[Exercise requirements] Display every line in the entries below that contains the word "blue". Letter case must match.

[Provided records]
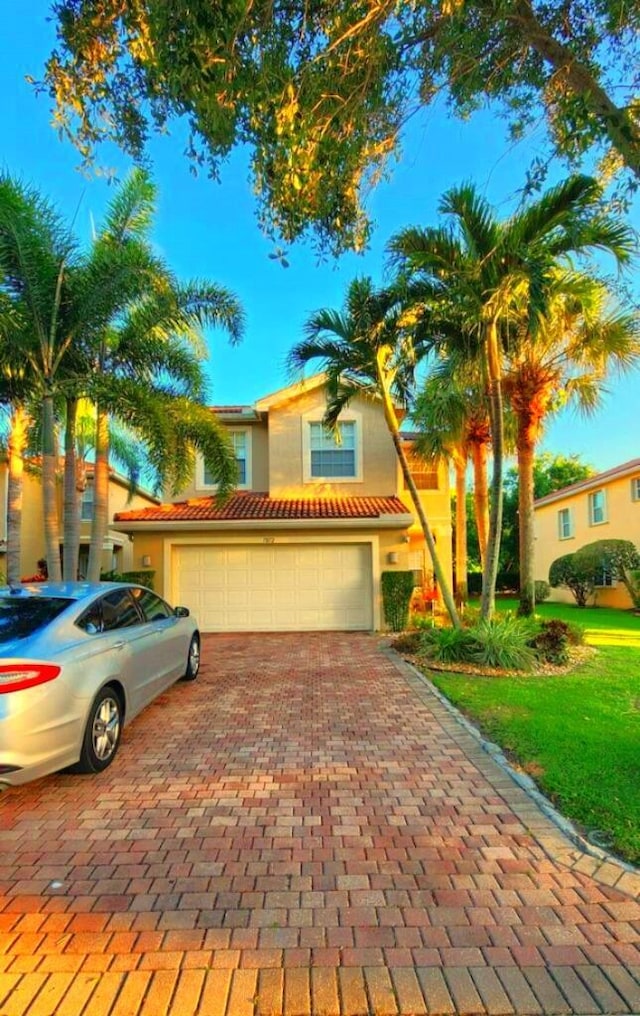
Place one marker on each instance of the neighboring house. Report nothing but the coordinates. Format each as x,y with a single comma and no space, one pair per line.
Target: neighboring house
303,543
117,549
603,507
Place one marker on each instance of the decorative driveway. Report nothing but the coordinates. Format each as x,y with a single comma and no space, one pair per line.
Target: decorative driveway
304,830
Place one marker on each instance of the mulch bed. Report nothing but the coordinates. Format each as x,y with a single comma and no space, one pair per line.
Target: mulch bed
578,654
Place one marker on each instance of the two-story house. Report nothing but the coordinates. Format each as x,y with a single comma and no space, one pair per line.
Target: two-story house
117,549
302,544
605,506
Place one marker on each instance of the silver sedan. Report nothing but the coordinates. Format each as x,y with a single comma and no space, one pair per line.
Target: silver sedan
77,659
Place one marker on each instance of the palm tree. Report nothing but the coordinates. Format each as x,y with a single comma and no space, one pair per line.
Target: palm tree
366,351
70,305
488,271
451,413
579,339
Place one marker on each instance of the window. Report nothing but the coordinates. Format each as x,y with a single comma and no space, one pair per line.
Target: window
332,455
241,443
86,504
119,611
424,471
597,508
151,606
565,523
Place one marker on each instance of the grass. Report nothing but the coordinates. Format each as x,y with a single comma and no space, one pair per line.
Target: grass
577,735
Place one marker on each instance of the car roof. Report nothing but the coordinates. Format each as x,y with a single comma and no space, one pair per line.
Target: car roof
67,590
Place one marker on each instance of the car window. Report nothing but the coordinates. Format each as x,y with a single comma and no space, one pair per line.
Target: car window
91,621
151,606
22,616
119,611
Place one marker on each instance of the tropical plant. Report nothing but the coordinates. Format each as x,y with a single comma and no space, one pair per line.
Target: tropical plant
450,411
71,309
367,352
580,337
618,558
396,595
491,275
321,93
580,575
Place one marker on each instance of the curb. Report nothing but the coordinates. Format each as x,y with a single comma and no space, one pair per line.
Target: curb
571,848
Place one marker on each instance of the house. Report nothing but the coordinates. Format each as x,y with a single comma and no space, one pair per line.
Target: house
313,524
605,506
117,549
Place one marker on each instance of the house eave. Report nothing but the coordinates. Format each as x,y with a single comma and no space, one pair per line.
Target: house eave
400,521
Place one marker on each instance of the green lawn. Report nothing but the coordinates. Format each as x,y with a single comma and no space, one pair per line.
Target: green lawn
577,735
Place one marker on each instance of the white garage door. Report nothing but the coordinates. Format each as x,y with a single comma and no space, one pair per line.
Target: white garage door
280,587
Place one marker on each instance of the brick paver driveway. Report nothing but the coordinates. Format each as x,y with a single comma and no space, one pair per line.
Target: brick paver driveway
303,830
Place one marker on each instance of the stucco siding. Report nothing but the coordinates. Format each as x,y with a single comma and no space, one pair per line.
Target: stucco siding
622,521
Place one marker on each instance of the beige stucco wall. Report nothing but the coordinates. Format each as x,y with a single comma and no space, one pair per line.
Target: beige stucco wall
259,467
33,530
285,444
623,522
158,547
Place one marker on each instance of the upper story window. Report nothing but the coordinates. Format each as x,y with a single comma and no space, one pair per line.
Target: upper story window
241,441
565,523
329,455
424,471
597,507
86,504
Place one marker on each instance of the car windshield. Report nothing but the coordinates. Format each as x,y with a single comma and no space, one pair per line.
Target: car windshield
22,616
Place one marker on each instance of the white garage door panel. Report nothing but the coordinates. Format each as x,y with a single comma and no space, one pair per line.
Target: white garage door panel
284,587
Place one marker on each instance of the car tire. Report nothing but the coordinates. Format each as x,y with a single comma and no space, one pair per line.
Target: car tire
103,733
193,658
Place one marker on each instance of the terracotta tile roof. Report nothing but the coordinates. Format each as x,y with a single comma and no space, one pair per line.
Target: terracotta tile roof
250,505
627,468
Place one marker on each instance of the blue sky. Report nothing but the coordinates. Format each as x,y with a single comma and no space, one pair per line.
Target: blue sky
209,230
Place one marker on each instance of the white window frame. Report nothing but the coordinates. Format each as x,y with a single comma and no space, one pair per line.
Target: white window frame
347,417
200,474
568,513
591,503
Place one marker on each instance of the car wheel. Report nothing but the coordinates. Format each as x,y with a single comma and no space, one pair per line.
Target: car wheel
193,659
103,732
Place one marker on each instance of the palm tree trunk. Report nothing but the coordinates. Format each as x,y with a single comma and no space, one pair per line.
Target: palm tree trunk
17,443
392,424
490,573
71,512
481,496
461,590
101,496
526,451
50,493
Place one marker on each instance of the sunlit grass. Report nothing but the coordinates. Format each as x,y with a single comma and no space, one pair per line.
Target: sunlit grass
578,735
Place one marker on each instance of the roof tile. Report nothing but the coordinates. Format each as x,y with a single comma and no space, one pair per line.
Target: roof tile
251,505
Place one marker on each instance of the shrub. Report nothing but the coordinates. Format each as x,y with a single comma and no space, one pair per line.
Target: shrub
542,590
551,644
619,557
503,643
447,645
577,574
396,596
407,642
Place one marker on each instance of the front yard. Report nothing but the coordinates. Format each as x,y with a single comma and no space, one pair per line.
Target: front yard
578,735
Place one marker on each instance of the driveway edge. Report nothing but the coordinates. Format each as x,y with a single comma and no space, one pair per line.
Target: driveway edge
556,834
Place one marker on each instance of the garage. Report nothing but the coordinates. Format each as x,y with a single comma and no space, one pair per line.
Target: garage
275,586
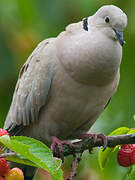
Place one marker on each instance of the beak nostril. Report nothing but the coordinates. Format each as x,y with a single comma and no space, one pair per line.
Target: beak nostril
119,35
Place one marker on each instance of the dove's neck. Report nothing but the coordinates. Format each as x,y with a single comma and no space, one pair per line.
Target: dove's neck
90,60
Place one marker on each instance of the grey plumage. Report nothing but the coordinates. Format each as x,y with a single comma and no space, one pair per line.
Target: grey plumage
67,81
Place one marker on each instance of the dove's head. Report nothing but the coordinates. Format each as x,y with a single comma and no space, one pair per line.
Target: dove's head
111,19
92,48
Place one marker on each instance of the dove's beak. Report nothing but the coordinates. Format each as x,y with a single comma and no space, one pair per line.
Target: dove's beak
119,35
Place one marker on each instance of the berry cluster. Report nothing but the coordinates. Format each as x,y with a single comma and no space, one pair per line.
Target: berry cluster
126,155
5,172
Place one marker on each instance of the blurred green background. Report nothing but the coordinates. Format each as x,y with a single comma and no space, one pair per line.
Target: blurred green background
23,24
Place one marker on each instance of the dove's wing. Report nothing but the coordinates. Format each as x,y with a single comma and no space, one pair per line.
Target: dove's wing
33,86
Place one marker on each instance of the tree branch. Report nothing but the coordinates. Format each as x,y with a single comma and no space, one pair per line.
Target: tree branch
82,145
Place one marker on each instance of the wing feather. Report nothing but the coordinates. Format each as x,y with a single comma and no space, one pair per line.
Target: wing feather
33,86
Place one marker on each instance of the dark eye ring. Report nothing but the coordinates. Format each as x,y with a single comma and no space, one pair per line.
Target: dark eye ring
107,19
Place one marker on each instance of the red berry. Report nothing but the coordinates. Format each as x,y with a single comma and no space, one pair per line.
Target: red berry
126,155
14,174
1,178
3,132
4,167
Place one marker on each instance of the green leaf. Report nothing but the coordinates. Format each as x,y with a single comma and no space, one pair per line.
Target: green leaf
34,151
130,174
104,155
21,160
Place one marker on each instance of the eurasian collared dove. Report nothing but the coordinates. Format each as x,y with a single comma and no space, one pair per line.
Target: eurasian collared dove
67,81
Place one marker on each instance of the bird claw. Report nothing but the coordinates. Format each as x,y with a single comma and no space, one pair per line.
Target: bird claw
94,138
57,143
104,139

---

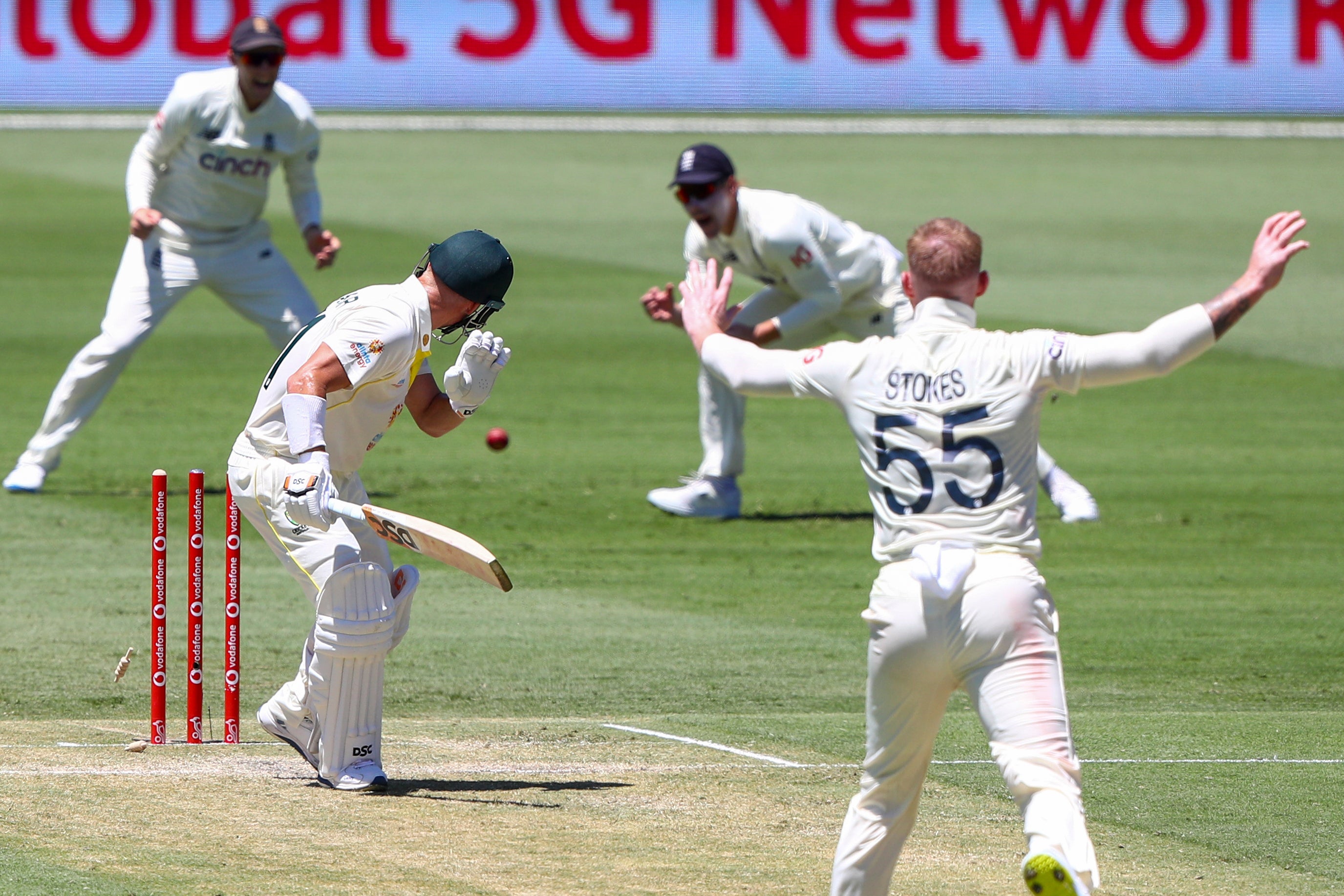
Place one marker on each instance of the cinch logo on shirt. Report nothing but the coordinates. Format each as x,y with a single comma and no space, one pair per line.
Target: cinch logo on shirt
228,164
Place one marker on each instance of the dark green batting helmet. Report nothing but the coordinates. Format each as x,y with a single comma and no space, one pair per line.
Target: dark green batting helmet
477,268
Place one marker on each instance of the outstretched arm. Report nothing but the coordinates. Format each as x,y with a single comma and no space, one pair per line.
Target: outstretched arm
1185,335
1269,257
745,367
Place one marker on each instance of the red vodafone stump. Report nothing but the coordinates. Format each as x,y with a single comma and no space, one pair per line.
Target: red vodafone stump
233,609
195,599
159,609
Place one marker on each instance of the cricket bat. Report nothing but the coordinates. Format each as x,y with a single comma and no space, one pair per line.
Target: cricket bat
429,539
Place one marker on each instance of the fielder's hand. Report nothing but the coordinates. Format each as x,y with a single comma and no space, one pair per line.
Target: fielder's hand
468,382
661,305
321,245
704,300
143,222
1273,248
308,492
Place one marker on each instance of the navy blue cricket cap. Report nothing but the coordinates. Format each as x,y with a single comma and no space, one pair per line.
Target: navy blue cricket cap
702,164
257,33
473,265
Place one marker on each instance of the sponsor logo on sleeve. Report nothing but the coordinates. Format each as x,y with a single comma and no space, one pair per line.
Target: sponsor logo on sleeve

* * *

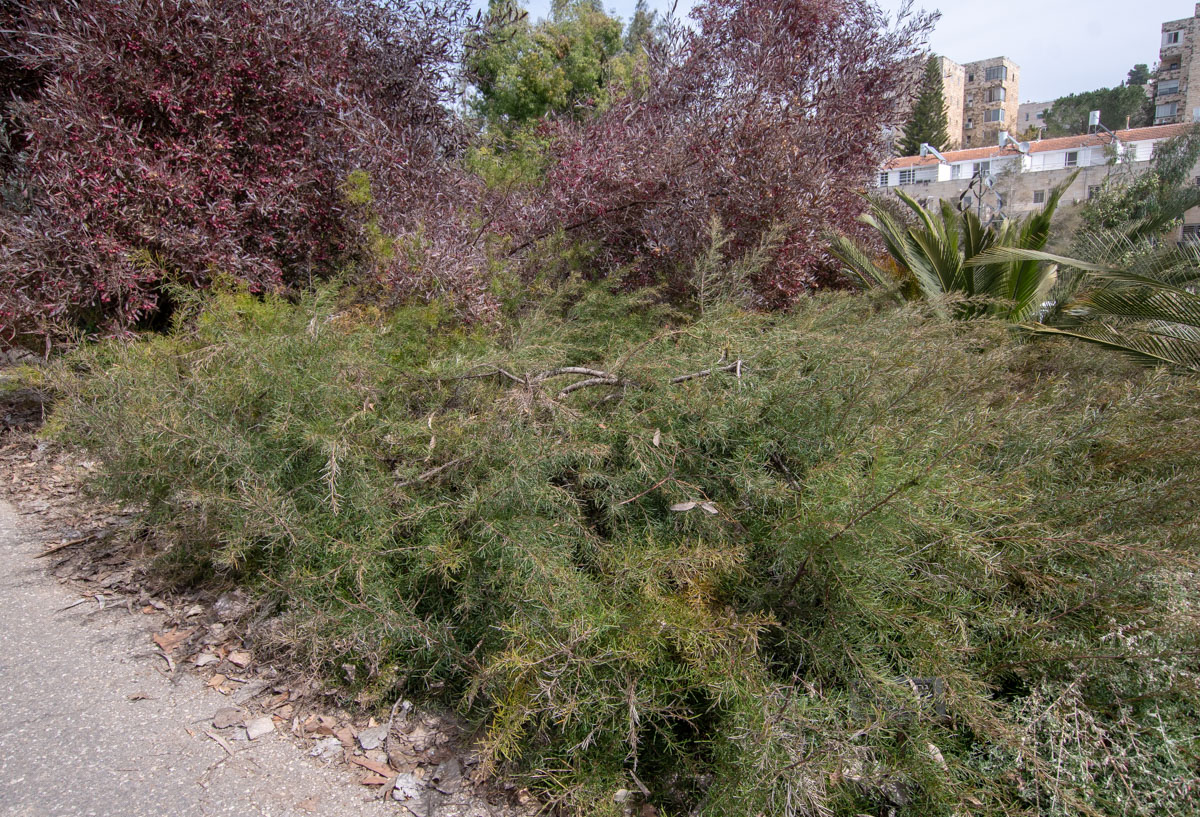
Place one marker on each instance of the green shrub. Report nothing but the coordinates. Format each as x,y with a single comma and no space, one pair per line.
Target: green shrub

[Answer to the task]
Place one marker on each instance of the blue sky. Report nothing but the coordinates. Format each as x,y with a single comma and no space, one pair per line.
Target: blue sky
Place one marker on each instance of the navy blue cricket cap. Report nothing but the coordinates. Format each as x,y with a single comma and no space, one pair per line.
Target: navy blue cricket cap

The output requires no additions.